▸ Stored items
━━━━━━━━
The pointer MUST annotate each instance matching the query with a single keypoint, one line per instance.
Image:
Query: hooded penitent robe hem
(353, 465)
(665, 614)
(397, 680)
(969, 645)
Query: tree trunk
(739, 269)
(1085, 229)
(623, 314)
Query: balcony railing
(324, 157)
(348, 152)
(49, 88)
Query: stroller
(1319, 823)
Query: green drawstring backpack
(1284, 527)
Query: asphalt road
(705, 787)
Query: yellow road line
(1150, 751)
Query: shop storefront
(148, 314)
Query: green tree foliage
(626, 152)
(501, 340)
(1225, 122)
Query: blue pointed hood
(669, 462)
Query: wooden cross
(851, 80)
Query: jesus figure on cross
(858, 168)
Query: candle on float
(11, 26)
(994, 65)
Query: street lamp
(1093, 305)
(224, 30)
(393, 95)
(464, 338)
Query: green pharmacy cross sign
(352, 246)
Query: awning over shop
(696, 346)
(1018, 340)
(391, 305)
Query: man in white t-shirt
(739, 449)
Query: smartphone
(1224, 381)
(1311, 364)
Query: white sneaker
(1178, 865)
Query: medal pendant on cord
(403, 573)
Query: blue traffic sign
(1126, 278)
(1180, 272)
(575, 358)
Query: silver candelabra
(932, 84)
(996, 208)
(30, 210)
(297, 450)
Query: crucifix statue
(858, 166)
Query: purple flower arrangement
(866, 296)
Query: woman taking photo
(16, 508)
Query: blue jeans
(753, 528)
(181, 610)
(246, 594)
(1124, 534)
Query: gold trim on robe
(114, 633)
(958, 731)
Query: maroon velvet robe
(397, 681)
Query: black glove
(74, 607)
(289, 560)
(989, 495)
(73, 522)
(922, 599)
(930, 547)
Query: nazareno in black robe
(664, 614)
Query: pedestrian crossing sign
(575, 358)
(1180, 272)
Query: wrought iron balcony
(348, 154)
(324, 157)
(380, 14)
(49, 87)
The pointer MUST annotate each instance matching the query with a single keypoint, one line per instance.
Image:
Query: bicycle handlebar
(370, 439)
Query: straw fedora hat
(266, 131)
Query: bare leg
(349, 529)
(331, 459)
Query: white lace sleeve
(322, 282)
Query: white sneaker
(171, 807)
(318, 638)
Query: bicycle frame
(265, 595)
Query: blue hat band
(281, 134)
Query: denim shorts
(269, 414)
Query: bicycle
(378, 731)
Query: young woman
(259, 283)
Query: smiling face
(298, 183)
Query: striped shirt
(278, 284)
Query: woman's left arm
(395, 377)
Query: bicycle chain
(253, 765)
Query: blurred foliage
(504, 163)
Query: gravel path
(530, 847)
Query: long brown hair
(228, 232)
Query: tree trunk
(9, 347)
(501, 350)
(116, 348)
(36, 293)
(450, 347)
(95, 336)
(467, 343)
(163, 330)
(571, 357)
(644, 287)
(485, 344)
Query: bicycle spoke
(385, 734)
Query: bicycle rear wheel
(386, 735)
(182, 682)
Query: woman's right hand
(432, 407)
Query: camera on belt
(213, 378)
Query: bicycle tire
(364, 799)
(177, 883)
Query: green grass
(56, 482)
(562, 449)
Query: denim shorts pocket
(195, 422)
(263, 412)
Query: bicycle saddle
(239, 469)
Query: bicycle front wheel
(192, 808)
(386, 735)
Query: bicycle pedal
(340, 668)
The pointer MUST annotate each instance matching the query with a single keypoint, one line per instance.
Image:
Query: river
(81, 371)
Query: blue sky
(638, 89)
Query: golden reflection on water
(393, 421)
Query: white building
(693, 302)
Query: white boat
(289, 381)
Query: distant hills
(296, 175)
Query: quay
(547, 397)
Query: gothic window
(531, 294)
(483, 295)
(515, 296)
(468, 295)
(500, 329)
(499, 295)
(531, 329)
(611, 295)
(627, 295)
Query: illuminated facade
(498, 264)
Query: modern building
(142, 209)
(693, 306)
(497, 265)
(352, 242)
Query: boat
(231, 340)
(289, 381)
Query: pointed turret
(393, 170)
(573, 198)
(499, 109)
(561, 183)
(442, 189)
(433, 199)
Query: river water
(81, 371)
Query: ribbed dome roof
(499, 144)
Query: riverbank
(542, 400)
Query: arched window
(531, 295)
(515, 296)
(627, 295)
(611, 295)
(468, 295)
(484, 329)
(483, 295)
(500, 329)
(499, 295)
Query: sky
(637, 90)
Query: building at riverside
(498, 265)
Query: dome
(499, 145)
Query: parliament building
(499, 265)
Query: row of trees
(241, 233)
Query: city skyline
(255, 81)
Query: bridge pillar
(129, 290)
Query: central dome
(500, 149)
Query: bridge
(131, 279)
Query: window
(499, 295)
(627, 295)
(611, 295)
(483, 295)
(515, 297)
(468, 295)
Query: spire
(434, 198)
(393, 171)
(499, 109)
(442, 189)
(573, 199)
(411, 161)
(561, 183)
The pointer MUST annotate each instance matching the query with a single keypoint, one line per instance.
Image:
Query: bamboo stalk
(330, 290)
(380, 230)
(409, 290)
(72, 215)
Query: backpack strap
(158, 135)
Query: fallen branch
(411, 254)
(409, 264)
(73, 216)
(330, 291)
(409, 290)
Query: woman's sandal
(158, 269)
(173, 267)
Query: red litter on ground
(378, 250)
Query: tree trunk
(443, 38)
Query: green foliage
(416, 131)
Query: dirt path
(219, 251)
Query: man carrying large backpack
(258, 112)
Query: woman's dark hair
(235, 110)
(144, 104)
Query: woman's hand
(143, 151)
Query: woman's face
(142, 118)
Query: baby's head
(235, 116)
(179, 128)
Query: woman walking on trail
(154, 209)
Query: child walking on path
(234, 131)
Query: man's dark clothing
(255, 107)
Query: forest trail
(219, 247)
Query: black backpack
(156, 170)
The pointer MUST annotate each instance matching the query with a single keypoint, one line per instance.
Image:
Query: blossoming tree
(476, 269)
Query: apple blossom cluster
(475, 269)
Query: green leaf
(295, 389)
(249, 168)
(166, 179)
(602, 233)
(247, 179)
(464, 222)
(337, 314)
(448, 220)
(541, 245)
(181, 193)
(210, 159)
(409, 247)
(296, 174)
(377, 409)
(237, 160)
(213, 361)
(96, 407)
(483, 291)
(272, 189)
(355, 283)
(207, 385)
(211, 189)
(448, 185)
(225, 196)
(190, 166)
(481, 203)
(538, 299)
━━━━━━━━
▸ What you are asked to do
Exact copies of every record are required.

▸ Written reply
The pointer MUST annotate each instance matching the query with a single keypoint, one line per instance.
Image:
Query: hooded penitent robe hem
(353, 465)
(665, 614)
(397, 680)
(969, 645)
Query: tree trunk
(739, 269)
(1085, 229)
(623, 314)
Query: balcony railing
(324, 157)
(348, 152)
(49, 88)
Query: stroller
(1319, 823)
Query: green drawstring backpack
(1284, 527)
Query: asphalt road
(705, 787)
Query: yellow road line
(1150, 751)
Query: shop storefront
(148, 314)
Query: green tree foliage
(626, 152)
(501, 340)
(1225, 122)
Query: blue pointed hood
(669, 462)
Query: wooden cross
(851, 80)
Query: jesus figure on cross
(858, 168)
Query: candle on float
(11, 26)
(994, 65)
Query: street lamp
(1093, 305)
(224, 30)
(393, 95)
(464, 338)
Query: green pharmacy cross sign
(352, 246)
Query: awning over shop
(696, 346)
(1018, 340)
(391, 305)
Query: man in white t-shirt
(739, 449)
Query: smartphone
(1224, 381)
(1311, 364)
Query: white sneaker
(1178, 865)
Query: medal pendant on cord
(403, 573)
Query: blue traffic sign
(1126, 278)
(1180, 272)
(575, 358)
Query: silver candelabra
(932, 84)
(996, 208)
(30, 210)
(297, 450)
Query: crucifix statue
(858, 166)
Query: purple flower arrangement
(866, 296)
Query: woman taking photo
(16, 508)
Query: blue jeans
(753, 528)
(181, 610)
(246, 594)
(1124, 534)
Query: gold trim on robe
(114, 633)
(958, 731)
Query: maroon velvet robe
(397, 681)
Query: black glove
(74, 607)
(289, 560)
(989, 495)
(73, 522)
(922, 599)
(930, 547)
Query: nazareno in black robe
(664, 614)
Query: pedestrian crossing sign
(575, 358)
(1180, 272)
Query: wrought iron balcony
(348, 154)
(324, 157)
(380, 14)
(49, 87)
The pointer MUST annotate each instance matching the query with a single keypoint, one line per instance.
Image:
Query: bicycle handlebar
(370, 439)
Query: straw fedora hat
(266, 131)
Query: bare leg
(349, 529)
(331, 459)
Query: white lace sleeve
(322, 282)
Query: white sneaker
(171, 807)
(318, 638)
Query: bicycle frame
(265, 595)
Query: blue hat band
(281, 134)
Query: denim shorts
(269, 414)
Query: bicycle
(378, 731)
Query: young woman
(259, 283)
Query: smiling face
(298, 183)
Query: striped shirt
(278, 284)
Query: woman's left arm
(395, 377)
Query: bicycle chain
(253, 765)
Query: blurred foliage
(504, 163)
Query: gravel path
(530, 847)
Query: long brown hair
(228, 232)
Query: tree trunk
(9, 347)
(501, 350)
(116, 348)
(36, 293)
(450, 347)
(95, 336)
(467, 343)
(163, 330)
(571, 357)
(644, 287)
(485, 344)
Query: bicycle spoke
(385, 734)
Query: bicycle rear wheel
(386, 735)
(182, 682)
Query: woman's right hand
(432, 407)
Query: camera on belt
(213, 378)
Query: bicycle tire
(364, 799)
(177, 883)
Query: green grass
(56, 482)
(562, 449)
Query: denim shorts pocket
(195, 422)
(263, 412)
Query: bicycle saddle
(239, 469)
Query: bicycle front wheel
(192, 808)
(386, 735)
Query: bicycle pedal
(340, 668)
The pointer MUST annotate each instance matching the query with a single keypoint, one line per instance.
Image:
Query: river
(81, 371)
Query: blue sky
(638, 89)
Query: golden reflection on water
(393, 421)
Query: white building
(693, 302)
Query: white boat
(289, 381)
Query: distant hills
(296, 175)
Query: quay
(547, 397)
Query: gothic window
(531, 294)
(483, 295)
(515, 296)
(468, 295)
(500, 329)
(499, 295)
(531, 329)
(611, 295)
(627, 295)
Query: illuminated facade
(498, 264)
Query: modern building
(142, 209)
(693, 306)
(497, 265)
(352, 242)
Query: boat
(231, 340)
(289, 381)
Query: pointed turret
(393, 170)
(573, 198)
(499, 109)
(561, 183)
(442, 189)
(433, 199)
Query: river water
(81, 371)
Query: ribbed dome roof
(499, 144)
Query: riverbank
(542, 400)
Query: arched window
(531, 295)
(515, 296)
(627, 295)
(611, 295)
(468, 295)
(484, 329)
(483, 295)
(500, 329)
(499, 295)
Query: sky
(637, 90)
Query: building at riverside
(498, 265)
Query: dome
(499, 145)
Query: parliament building
(499, 265)
Query: row of trees
(241, 233)
Query: city skyline
(255, 81)
Query: bridge pillar
(129, 290)
Query: central dome
(500, 149)
Query: bridge
(131, 279)
Query: window
(499, 295)
(627, 295)
(611, 295)
(483, 295)
(515, 297)
(468, 295)
Query: spire
(434, 198)
(393, 171)
(499, 109)
(442, 189)
(573, 199)
(411, 161)
(561, 183)
The pointer MUST annotate each instance matching the query with a single keypoint, one line per instance.
Image:
Query: bamboo stalk
(330, 290)
(380, 230)
(409, 290)
(72, 215)
Query: backpack strap
(158, 135)
Query: fallen branch
(411, 254)
(409, 264)
(73, 216)
(330, 291)
(409, 290)
Query: woman's sandal
(158, 269)
(173, 267)
Query: red litter on ground
(378, 250)
Query: tree trunk
(443, 38)
Query: green foliage
(416, 131)
Query: dirt path
(219, 251)
Query: man carrying large backpack
(258, 112)
Query: woman's dark hair
(235, 110)
(144, 104)
Query: woman's hand
(143, 151)
Query: woman's face
(142, 118)
Query: baby's head
(235, 116)
(179, 128)
Query: woman walking on trail
(154, 209)
Query: child walking on path
(234, 131)
Query: man's dark clothing
(255, 107)
Query: forest trail
(219, 247)
Query: black backpack
(156, 170)
The pointer MUST annotate each instance matching the query with a single keypoint, one line per instance.
Image:
Query: blossoming tree
(476, 269)
Query: apple blossom cluster
(475, 269)
Query: green leaf
(295, 389)
(249, 168)
(166, 179)
(602, 233)
(247, 179)
(464, 222)
(337, 314)
(448, 220)
(541, 245)
(181, 193)
(210, 159)
(409, 247)
(296, 174)
(377, 409)
(237, 160)
(213, 361)
(96, 407)
(483, 291)
(272, 189)
(355, 283)
(207, 385)
(211, 189)
(448, 185)
(225, 196)
(190, 166)
(481, 203)
(538, 299)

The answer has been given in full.